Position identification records
================================

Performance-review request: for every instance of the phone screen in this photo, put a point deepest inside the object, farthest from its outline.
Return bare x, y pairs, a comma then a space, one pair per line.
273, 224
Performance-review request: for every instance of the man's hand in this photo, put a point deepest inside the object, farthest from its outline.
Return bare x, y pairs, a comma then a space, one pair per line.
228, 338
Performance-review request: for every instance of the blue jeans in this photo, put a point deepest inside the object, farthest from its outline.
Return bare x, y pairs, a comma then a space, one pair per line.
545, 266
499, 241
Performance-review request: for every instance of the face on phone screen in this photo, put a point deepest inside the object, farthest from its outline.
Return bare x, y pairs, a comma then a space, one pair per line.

================================

Problem details: Reproduce every one of these entries without any changes.

Final result:
Performance-review request: for every instance of the phone screen in this photo, put a point deepest inside the object, farthest from its outline.
Return bare x, y pairs, a comma then a space, one pair per line.
273, 224
Performance-review request: for every instance of the man's hand in this photo, put a point deepest inside the object, farthest from its outline.
Return bare x, y pairs, a comma then a space, one pair per line.
228, 338
Performance-review request: for every instance of the blue jeans in this photo, put a point deepest inside the object, farthest from its outline.
Return bare x, y pairs, a comma then a space, one pair per line.
545, 266
499, 241
Performance-review request: for every instance of the face on phone screen in this photo, put a point deepest inside the object, farthest from its outline.
Return bare x, y pairs, a comma then a space, one pair per line.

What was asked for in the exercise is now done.